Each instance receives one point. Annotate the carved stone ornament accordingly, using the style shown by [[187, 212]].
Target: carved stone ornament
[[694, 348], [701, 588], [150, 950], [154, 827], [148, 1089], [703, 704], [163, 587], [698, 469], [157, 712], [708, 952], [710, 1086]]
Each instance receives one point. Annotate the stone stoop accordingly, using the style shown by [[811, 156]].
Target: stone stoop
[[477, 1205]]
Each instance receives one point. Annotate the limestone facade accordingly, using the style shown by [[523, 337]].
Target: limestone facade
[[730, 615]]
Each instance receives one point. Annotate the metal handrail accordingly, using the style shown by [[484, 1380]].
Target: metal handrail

→ **Your objective**
Please put every line of the rows above into a JSON list of strings, with one string per line and no blank lines.

→ **Correct response**
[
  "Each instance receives one point. Annotate the carved stone ornament accordingly, using the style shown by [[187, 212]].",
  "Target: carved stone ornament",
  "[[694, 348], [701, 588], [150, 950], [154, 827], [148, 1089], [703, 704], [163, 587], [698, 469], [157, 712], [708, 952], [710, 1086]]",
  "Each instance receives one point. Annotate the stone stoop accordingly, using the style shown by [[811, 156]].",
  "Target: stone stoop",
  "[[477, 1205]]",
  "Each instance receives one point. Annotate the limestone facade accordingly, using the style shown by [[523, 337]].",
  "Target: limestone facade",
  "[[730, 615]]",
  "Each instance receives one point. Annotate the metal handrail accordingly, using the style shown by [[484, 1380]].",
  "Target: metal handrail"
]